▶ SOURCE DOCUMENT:

━━━

Later, on St Kilda beach, it was a large, noisy, shirtless guard. Two red-haired girls were strolling on the esplanade, draped in a large Australian flag. Their mother was walking two steps behind, trying to capture a photograph on her phone. With the crowded beach and pier in the background, the shot had iconic potential.

These vignettes capture my experience of Australia Day. Their contradictory tension makes up the nation I embraced.

On sexualised puritanism

Midsumma is the Melbourne Gay and Lesbian Festival. Yesterday was one of their feature events, Carnival, a big get together day along the Yarra River, with music, food, and community stalls.

It is unclear, however, what Carnival is exactly designed to be. Right after the entrance, I walked into people in black singlets playing volleyball among a circle of stalls for Gay and Lesbian sports groups. I greeted a friend from the ‘Glamourheads swim team’, and walked across the centre lawn. Blaring sun, no shade. From the main stage, a cover band played a loud piece of doof doof dance music. On the way, I passed a small group of men in skimpy swimsuits, with the words ‘naked men fest’ written on their bodies.

━━━

▶ MATERIAL SUPPLIED:
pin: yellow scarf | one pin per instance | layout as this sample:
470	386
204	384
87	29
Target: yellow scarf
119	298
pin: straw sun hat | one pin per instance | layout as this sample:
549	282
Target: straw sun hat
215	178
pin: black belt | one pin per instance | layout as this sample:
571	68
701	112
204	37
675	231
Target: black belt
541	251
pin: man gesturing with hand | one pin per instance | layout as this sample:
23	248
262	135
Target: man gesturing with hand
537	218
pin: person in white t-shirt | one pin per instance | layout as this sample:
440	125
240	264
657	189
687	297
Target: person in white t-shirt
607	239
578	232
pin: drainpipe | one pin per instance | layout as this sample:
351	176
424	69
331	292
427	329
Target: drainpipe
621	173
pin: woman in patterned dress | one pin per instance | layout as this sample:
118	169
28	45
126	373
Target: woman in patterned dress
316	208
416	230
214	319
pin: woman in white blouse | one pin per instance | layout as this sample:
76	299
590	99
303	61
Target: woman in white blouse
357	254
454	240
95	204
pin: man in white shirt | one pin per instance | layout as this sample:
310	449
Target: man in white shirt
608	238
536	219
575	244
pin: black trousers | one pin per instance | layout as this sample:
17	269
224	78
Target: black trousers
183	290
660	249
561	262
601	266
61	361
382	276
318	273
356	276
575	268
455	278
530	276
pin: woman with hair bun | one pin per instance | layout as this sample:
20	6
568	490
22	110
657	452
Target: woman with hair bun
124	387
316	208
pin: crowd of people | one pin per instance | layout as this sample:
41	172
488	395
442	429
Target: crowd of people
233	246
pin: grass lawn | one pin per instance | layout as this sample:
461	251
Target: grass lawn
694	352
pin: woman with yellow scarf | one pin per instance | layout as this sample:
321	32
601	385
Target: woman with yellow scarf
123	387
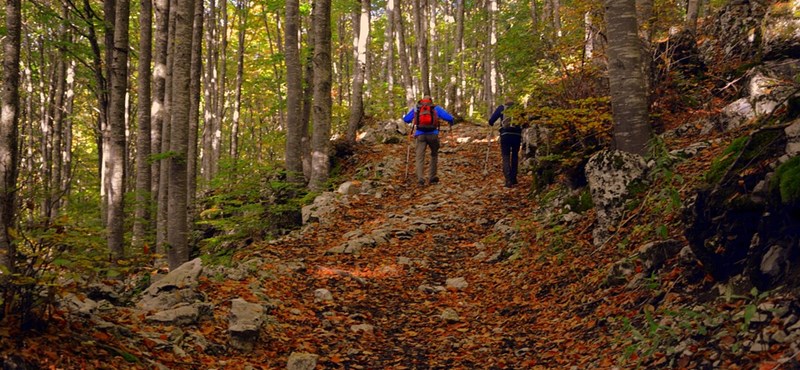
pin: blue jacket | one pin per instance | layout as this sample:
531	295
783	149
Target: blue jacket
440	112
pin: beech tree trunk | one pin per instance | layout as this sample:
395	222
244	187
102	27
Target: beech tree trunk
177	232
115	162
320	142
294	91
143	174
9	128
360	65
632	129
237	102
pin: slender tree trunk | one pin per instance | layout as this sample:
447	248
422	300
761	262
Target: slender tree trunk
405	68
357	97
210	95
627	81
141	220
294	90
320	143
388	52
115	162
177	234
491	69
692	12
422	45
9	128
158	111
194	109
237	102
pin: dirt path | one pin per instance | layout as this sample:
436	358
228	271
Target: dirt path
391	304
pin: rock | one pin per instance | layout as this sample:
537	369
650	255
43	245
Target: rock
458	283
178	286
322	295
609	172
323	205
450	315
736	114
364	328
179	316
350	188
654	254
244	324
302	361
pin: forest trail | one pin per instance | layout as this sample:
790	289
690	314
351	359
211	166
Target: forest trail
507	304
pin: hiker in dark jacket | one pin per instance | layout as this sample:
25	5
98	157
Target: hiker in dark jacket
510	142
427	137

━━━

▶ WHAT YOU NEED TO DO:
(a) From the passage on Australia Day and Midsumma, list every proper name of a place.
(b) Reproduce the passage on Australia Day and Midsumma from "On sexualised puritanism" to "on their bodies.".
The material plays no part in the work here.

▶ TASK-BY-TASK OUTPUTS:
(a)
St Kilda beach
Melbourne
Yarra River

(b)
On sexualised puritanism

Midsumma is the Melbourne Gay and Lesbian Festival. Yesterday was one of their feature events, Carnival, a big get together day along the Yarra River, with music, food, and community stalls.

It is unclear, however, what Carnival is exactly designed to be. Right after the entrance, I walked into people in black singlets playing volleyball among a circle of stalls for Gay and Lesbian sports groups. I greeted a friend from the ‘Glamourheads swim team’, and walked across the centre lawn. Blaring sun, no shade. From the main stage, a cover band played a loud piece of doof doof dance music. On the way, I passed a small group of men in skimpy swimsuits, with the words ‘naked men fest’ written on their bodies.